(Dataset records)
»»

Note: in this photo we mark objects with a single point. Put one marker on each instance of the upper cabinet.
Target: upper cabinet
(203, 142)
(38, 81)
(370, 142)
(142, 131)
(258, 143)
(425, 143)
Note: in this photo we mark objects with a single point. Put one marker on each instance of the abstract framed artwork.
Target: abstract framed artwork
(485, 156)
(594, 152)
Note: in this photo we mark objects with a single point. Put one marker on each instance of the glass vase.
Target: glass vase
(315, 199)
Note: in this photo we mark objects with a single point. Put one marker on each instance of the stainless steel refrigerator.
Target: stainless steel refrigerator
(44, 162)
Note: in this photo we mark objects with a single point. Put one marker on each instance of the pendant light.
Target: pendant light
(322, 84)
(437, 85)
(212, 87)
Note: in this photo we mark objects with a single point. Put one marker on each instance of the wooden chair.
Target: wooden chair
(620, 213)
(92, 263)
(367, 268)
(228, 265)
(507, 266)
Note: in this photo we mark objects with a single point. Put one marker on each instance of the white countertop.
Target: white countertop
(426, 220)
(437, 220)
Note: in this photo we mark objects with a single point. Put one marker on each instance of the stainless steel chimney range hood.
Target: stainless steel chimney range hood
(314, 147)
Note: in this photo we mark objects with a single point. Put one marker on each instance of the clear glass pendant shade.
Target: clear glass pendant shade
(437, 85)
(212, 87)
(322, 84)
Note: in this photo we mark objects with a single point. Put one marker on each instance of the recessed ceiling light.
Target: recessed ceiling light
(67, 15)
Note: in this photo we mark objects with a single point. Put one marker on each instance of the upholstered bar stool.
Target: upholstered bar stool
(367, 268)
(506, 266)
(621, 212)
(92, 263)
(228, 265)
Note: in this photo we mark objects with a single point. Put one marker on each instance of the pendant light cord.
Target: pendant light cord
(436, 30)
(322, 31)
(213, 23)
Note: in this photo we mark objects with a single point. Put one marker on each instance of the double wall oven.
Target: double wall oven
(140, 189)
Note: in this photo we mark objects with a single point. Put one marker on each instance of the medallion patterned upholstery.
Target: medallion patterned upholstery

««

▶ **Instruction**:
Could you return, word for word, the lines of the records from the one containing "double wall oven." through the end of the records, both ends included?

▶ **The reply**:
Note: in this photo we mark objects with a single point. Put one marker on each instance of the double wall oven.
Target: double wall oven
(140, 189)
Note: in this photo we mark objects with a single point. Put one marker on each instance of the medallion patterned upholstery.
Target: medallion patterned upholstery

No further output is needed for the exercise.